# Tuesday from hell: 5/22



## murgatroyd (Jan 6, 2002)

8-10 PM is looking like a train wreck on my To Do Lists.

Dancing with the Stars results show on ABC
Veronica Mars 2 hrs on CW
NCIS on CBS

don't know if House has an episode on 5/22 or not

I need more than two tuners. 

Jan


----------



## juanian (Oct 2, 2002)

Oh yea? Thursday nights were hell nights for me. I had the following regularly all on at the same time:
Ugly Betty
Smallville
Are you smarter than a 5th grader?
Survivor (now finally ended, but what about that new pirate reality show?)
The Office

Plus, other specials would also appear in that time slot. Painful!!!


----------



## balboa dave (Jan 19, 2004)

murgatroyd said:


> 8-10 PM is looking like a train wreck on my To Do Lists.
> 
> Dancing with the Stars results show on ABC
> Veronica Mars 2 hrs on CW
> ...


Surely you have a friend that can be talked into throwing a Dancing party, even if it's just you and them. Bring snacks, watch there live, and record the rest.


----------



## Amnesia (Jan 30, 2005)

murgatroyd said:


> don't know if House has an episode on 5/22 or not


No, it doesn't. The next episode (the season finale) is on 29 May.


----------



## Einselen (Apr 25, 2006)

Amnesia said:


> No, it doesn't. The next episode (the season finale) is on 29 May.


What? House went through the 8 weeks or so of all brand new episodes? Wow, that was so quick.

*Edit:* I just looked at my Tivo's To Do list and it seems as though there is not even a repeat episode slated for that slot... at least that is what my Tivo is believing right now.


----------



## Amnesia (Jan 30, 2005)

Einselen said:


> _(...)_ it seems as though there is not even a repeat episode slated for that slot... at least that is what my Tivo is believing right now.


Believe your TiVo. On 22 May at 9PM ET is the first episode of _On the Lot_, a filmmaking reality show.


----------



## jgaermom (Oct 22, 2005)

Obviously you need 4 tivos in the house like we have


----------



## Zrealm (Apr 25, 2005)

Einselen said:


> What? House went through the 8 weeks or so of all brand new episodes? Wow, that was so quick.
> 
> *Edit:* I just looked at my Tivo's To Do list and it seems as though there is not even a repeat episode slated for that slot... at least that is what my Tivo is believing right now.


Yep - amazing how quick it flies with new episodes and springtime 

Top Secret, Fetal Position, Airborne, Act Your Age, House Training, Family, Resignation, and finally The Jerk.


----------



## Einselen (Apr 25, 2006)

Amnesia said:


> Believe your TiVo. On 22 May at 9PM ET is the first episode of _On the Lot_, a filmmaking reality show.

[What the task requires] Rewrite the part of the thread that opens with "## murgatroyd (Jan" and closes with "than two tuners.", putting "mess" in place of "train wreck".

[Information supplied]
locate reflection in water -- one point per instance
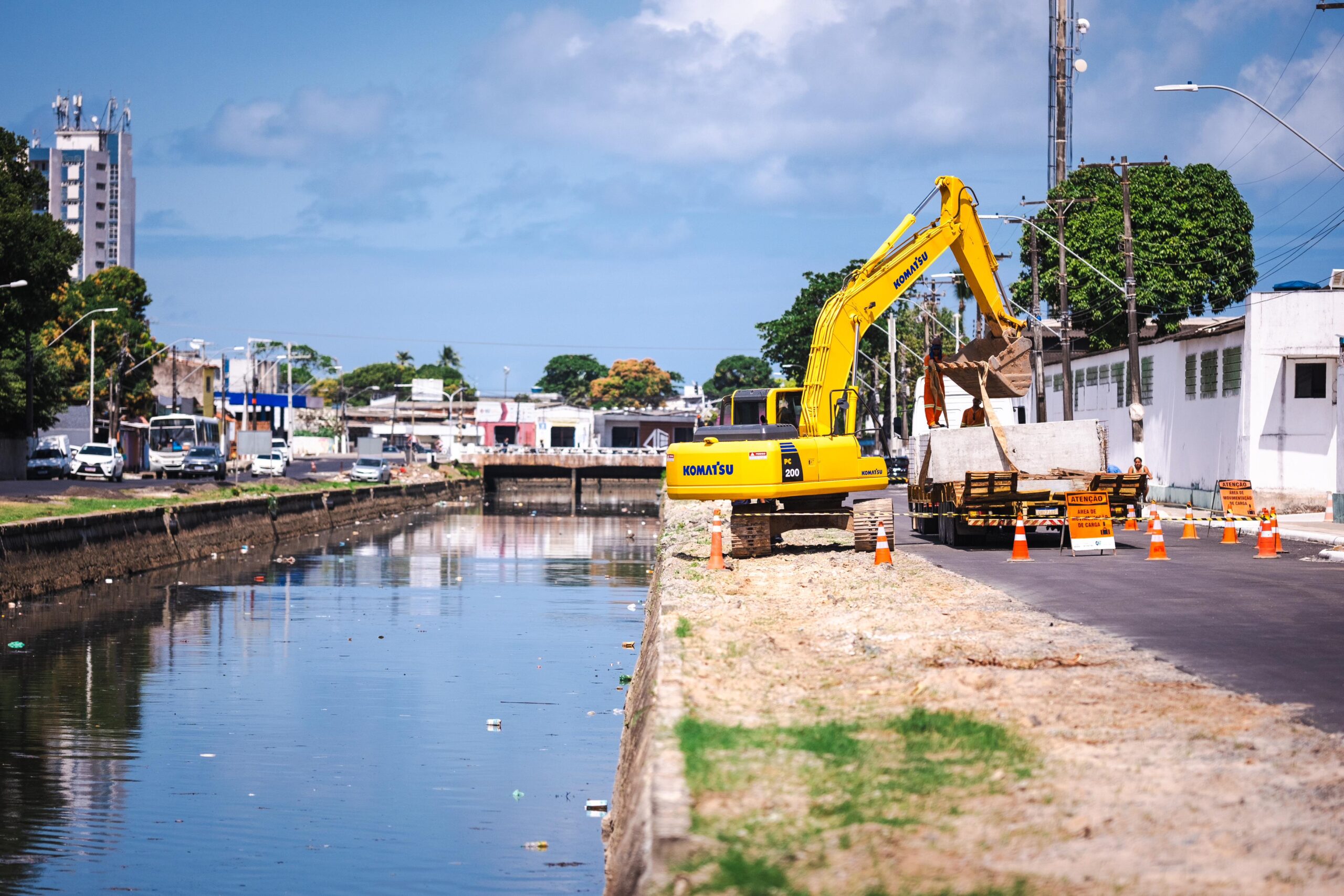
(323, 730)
---
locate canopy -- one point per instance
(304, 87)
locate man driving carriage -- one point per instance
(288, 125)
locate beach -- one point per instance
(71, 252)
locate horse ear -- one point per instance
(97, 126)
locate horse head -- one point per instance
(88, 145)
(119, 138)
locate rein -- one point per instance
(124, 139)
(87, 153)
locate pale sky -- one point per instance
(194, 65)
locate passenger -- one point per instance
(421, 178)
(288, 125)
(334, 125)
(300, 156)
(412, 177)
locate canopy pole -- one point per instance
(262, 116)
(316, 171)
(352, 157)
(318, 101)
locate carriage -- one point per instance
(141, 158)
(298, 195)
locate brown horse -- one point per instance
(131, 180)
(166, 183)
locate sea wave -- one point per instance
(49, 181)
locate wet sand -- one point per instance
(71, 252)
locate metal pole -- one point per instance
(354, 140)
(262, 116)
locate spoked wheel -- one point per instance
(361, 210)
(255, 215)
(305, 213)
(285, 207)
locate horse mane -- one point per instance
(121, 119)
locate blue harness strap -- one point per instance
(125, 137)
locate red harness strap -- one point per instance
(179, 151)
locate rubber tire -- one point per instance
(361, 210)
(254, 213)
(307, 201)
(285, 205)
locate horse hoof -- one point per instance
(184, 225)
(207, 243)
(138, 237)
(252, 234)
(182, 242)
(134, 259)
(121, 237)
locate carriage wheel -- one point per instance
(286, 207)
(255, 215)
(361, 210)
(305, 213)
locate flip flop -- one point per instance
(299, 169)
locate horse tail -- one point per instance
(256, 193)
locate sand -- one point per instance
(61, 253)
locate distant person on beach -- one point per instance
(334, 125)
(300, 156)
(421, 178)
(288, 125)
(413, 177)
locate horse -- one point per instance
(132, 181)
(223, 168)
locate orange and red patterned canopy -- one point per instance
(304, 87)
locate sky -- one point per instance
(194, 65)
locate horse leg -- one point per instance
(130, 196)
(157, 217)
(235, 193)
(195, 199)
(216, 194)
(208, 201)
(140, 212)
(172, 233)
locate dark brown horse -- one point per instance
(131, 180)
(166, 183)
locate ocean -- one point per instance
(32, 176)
---
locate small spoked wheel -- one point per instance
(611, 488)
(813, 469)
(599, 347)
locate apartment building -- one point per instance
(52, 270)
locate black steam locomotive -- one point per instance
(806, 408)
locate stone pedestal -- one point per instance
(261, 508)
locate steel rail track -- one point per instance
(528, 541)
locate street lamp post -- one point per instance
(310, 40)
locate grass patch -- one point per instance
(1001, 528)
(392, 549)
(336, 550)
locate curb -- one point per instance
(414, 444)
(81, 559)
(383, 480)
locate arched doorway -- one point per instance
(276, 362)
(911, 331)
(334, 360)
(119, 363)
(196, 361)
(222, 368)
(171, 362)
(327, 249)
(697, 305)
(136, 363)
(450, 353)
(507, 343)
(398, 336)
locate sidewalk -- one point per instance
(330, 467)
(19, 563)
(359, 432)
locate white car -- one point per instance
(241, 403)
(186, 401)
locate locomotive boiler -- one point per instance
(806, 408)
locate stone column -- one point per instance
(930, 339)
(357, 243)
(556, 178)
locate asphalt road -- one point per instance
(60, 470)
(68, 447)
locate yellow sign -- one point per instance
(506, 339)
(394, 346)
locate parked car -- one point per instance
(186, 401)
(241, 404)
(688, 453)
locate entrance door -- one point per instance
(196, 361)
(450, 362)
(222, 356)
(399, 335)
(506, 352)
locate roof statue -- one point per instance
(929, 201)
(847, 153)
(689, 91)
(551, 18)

[Right answer]
## murgatroyd (Jan 6, 2002)

8-10 PM is looking like a mess on my To Do Lists.

Dancing with the Stars results show on ABC
Veronica Mars 2 hrs on CW
NCIS on CBS

don't know if House has an episode on 5/22 or not

I need more than two tuners.